Point labeling dataset excerpts:
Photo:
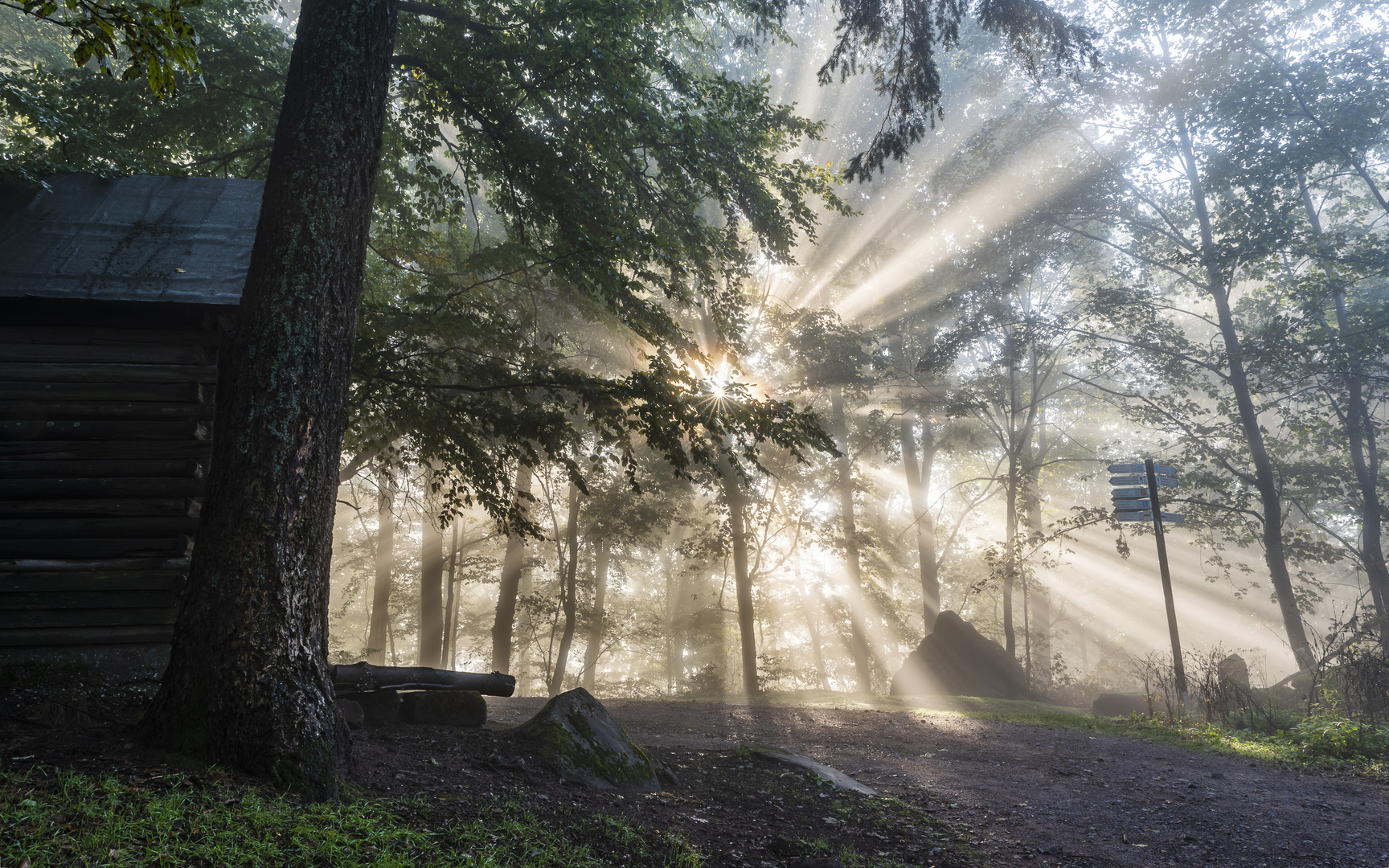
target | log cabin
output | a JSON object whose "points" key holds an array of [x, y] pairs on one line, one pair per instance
{"points": [[114, 299]]}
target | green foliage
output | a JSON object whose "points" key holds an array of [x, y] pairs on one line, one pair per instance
{"points": [[64, 120], [67, 818], [568, 260], [1341, 739], [156, 42]]}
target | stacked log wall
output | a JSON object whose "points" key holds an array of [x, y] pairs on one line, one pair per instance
{"points": [[106, 429]]}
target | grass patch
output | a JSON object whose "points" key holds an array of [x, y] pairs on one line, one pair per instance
{"points": [[66, 818], [1313, 745]]}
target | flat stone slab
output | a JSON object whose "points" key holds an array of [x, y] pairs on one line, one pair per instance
{"points": [[837, 778]]}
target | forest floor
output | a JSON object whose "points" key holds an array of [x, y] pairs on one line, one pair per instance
{"points": [[965, 789], [1053, 795]]}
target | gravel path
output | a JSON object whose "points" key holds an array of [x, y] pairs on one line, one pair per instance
{"points": [[1051, 796]]}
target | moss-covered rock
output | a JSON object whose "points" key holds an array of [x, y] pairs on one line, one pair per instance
{"points": [[578, 739]]}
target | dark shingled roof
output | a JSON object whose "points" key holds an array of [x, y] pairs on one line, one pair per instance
{"points": [[129, 240]]}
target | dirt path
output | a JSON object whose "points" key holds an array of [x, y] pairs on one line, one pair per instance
{"points": [[1055, 796]]}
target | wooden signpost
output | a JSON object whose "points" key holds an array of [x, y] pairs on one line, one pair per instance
{"points": [[1135, 499]]}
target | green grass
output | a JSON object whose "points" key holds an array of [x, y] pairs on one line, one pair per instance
{"points": [[64, 818], [1314, 745]]}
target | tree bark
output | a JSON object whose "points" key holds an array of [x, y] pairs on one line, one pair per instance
{"points": [[431, 589], [1264, 478], [742, 581], [248, 681], [513, 563], [817, 650], [919, 482], [568, 593], [450, 604], [858, 604], [595, 648], [385, 560]]}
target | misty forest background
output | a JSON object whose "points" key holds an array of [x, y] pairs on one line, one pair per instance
{"points": [[982, 326]]}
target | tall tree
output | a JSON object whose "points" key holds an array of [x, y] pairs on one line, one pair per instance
{"points": [[510, 582], [568, 591], [379, 618], [248, 679]]}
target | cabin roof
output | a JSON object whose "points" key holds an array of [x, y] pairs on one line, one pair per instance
{"points": [[129, 240]]}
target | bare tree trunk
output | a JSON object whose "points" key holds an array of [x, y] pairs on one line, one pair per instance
{"points": [[595, 648], [1010, 566], [858, 603], [816, 646], [568, 593], [742, 582], [431, 587], [522, 650], [513, 564], [450, 608], [385, 560], [248, 679], [1039, 606], [1264, 478]]}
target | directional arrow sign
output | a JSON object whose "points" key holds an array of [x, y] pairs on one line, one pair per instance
{"points": [[1162, 469], [1148, 515], [1133, 505], [1167, 482]]}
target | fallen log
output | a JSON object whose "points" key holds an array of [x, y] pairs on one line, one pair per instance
{"points": [[363, 677]]}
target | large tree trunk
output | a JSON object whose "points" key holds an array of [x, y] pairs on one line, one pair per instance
{"points": [[248, 679], [595, 648], [1264, 480], [568, 592], [450, 603], [431, 589], [742, 581], [513, 564], [858, 602], [385, 560]]}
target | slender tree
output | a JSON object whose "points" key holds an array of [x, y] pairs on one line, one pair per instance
{"points": [[385, 563]]}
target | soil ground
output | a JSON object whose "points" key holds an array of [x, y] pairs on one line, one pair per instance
{"points": [[967, 789]]}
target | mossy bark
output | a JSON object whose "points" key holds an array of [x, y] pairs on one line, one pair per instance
{"points": [[248, 682]]}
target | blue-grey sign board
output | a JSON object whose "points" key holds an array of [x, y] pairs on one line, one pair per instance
{"points": [[1148, 515], [1167, 482]]}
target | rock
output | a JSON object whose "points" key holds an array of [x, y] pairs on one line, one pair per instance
{"points": [[379, 706], [445, 707], [578, 739], [831, 776], [352, 713], [1234, 671], [956, 660], [1121, 704]]}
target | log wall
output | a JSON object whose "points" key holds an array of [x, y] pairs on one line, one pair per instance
{"points": [[106, 428]]}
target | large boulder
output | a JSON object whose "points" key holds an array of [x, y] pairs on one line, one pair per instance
{"points": [[956, 660], [578, 739], [1234, 673]]}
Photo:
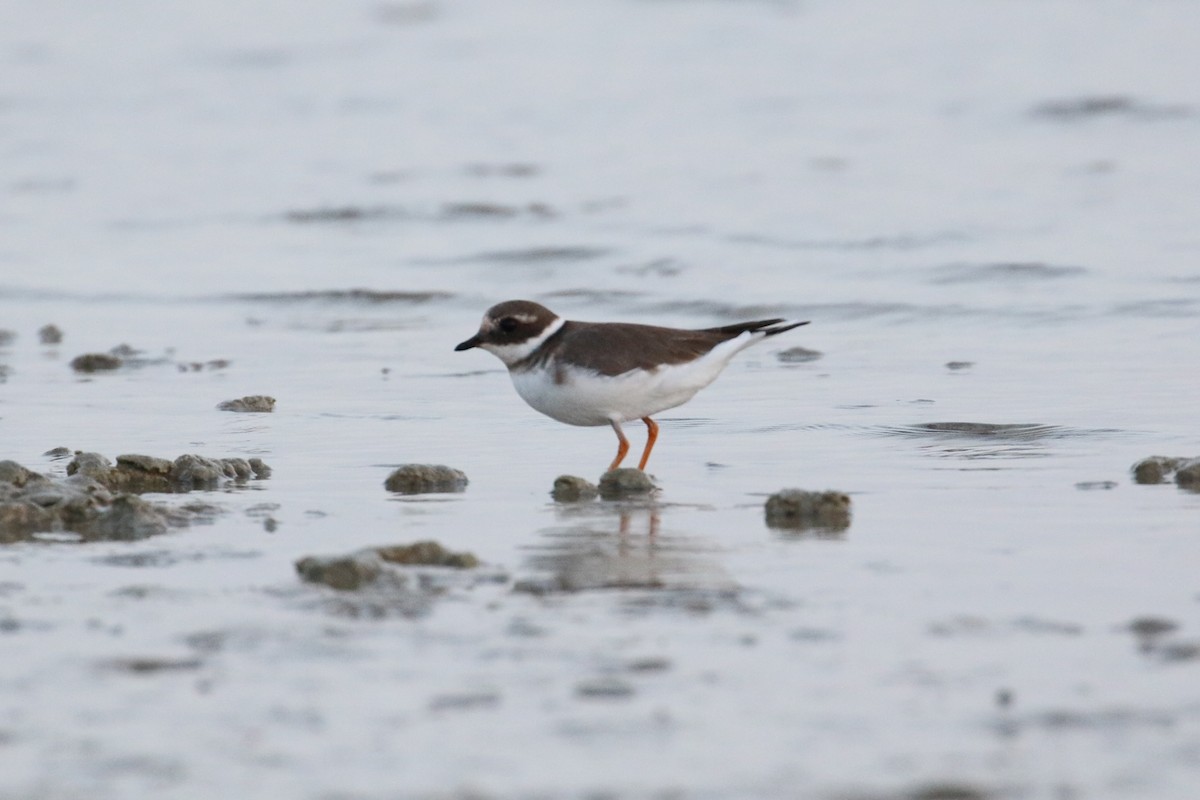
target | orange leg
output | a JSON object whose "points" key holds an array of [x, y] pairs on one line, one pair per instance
{"points": [[652, 435], [622, 449]]}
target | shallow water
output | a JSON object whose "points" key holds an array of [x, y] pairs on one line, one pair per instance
{"points": [[987, 210]]}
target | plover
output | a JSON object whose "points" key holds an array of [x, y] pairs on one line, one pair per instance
{"points": [[607, 373]]}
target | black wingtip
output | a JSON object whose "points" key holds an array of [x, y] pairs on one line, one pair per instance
{"points": [[781, 329]]}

INSTRUCTION: Skip the images and write out the rest of the listing exactly.

RESULT FOR THIS EXERCISE:
Photo:
target | log cabin
output | a JSON object whose "points" key holds an array of [x, y] pairs on one line, one pair per instance
{"points": [[114, 299]]}
target | green foliage
output | a JSON object whose "points" key holds an array of [x, y] pairs on one line, one pair per instance
{"points": [[64, 120], [67, 818], [568, 260], [1341, 739], [156, 42]]}
target | stacked log wall
output | a JSON object whose "points" key holds an array of [x, y] pairs on one line, one pair per instance
{"points": [[106, 429]]}
target | grass patch
output | a JSON object whose "points" key holds an array of [x, y] pairs on one line, one pair per instance
{"points": [[66, 818], [1313, 745]]}
target | flat stone slab
output | a JSON object whose "points" key holds an array of [x, y] pairs on one line, one pair per instance
{"points": [[837, 778]]}
target | forest floor
output | a JSON object whose "points" key holds an array of [x, y] pairs on one line, one pair per instance
{"points": [[965, 789], [1053, 795]]}
target | gravel path
output | a JSON object whose "points" key holds an array of [x, y] pairs on one line, one pair per instance
{"points": [[1051, 796]]}
target | moss-covered rock
output | a JSON object whose "points" key holds an array of [x, y] pairs on one line, one pair per instance
{"points": [[578, 739]]}
target | dark shingled roof
output | a JSON object whose "points" key holds an array of [x, y] pairs on one line, one pair per instance
{"points": [[129, 240]]}
target | dirt path
output | a JSON object whose "points" key holds an array of [x, y] pairs on one line, one pair per instance
{"points": [[1055, 796]]}
target | wooden signpost
output | a JSON object whose "points" key holds an array of [x, y] pairs on one line, one pair per instance
{"points": [[1135, 499]]}
target | green grass
output | a JSON object whose "points" key holds an array of [x, y] pairs on one line, one pair per instance
{"points": [[64, 818], [1314, 745]]}
target | tree bark
output | a JSON object whose "points" key holds an array of [x, y] pairs on one line, one pair per instance
{"points": [[431, 589], [1264, 478], [742, 581], [248, 681], [513, 563], [817, 650], [919, 482], [568, 593], [450, 604], [858, 604], [595, 648], [385, 560]]}
target | misty forest background
output | a JSON object whose "points" key holds an array of [x, y] pairs on one line, one pair per instance
{"points": [[982, 326]]}
target | tall tree
output | a JSON object whose "points" key holds an array of [x, y] pairs on one line, one pair per instance
{"points": [[510, 582], [568, 591], [379, 618], [248, 679]]}
target | cabin roof
output | a JSON object whose "points" key holds an array of [x, y] pairs on one line, one pair per instance
{"points": [[129, 240]]}
target | bare tree trunk
output | a JSON object whose "points" key holds an array of [x, y] pairs on one line, one pair per instance
{"points": [[595, 648], [1010, 566], [858, 603], [816, 646], [568, 593], [742, 582], [431, 587], [522, 650], [513, 564], [450, 608], [385, 560], [248, 679], [1039, 606], [1264, 478]]}
target | directional arrow sign
output | a JSON object whose "points" key holds an array of [x, y] pairs on one line, one pair per instance
{"points": [[1162, 469], [1148, 515], [1133, 505], [1167, 482]]}
target | fallen log
output | a JSON object whose "points" key holds an array of [x, y] pairs on one line, one pair per instance
{"points": [[363, 677]]}
target | large tree trunk
output | a JSON object whose "points" key holds an array of [x, y] pairs on one line, one pair per instance
{"points": [[248, 679], [595, 648], [1264, 480], [568, 592], [450, 603], [431, 589], [742, 581], [513, 564], [858, 602], [385, 560]]}
target | slender tree
output | a JSON object whose "points" key holds an array of [x, y] pairs on one line, one pair per instance
{"points": [[385, 563]]}
target | soil ground
output | a JSON object whose "points" key holds an array of [x, y] pairs on one line, one pair per instance
{"points": [[967, 789]]}
target | mossy bark
output | a JSON object whose "points" key holds an array of [x, y] pairs on one line, one pair per instance
{"points": [[248, 682]]}
target | blue-grey sign board
output | a JSON object whose "points" key holds an array of [x, y] pairs on one line, one pair per instance
{"points": [[1148, 515], [1167, 482]]}
target | rock
output | a JSON object whose "points" key holds an array of [x, y] pairs on one line, one pair per instance
{"points": [[379, 706], [445, 707], [578, 739], [831, 776], [352, 713], [1234, 671], [956, 660], [1121, 704]]}
target | log wall
output | a JSON object whose "points" key holds an array of [x, y] pairs on one line, one pair per instance
{"points": [[106, 428]]}
target | large boulder
output | a JSON object whose "points" key holds an array of [x, y] pairs on one line, one pair per instance
{"points": [[956, 660], [578, 739], [1234, 673]]}
Photo:
target | orange leg
output | a JSON object whose "points" key holds an array of [x, y] pairs on one line, one pair per instance
{"points": [[652, 435], [622, 449]]}
target | shallow water
output | a JSON object whose "points" key holds an array of [x, y] pairs on one line, one pair per instance
{"points": [[987, 210]]}
target | plover
output | a JSON object whose "points" key holds an array of [x, y] pairs on one line, one pair per instance
{"points": [[607, 373]]}
target | black wingtip
output | a JSON object whose "points" key holds an array of [x, y] pairs on one line, one pair per instance
{"points": [[781, 329]]}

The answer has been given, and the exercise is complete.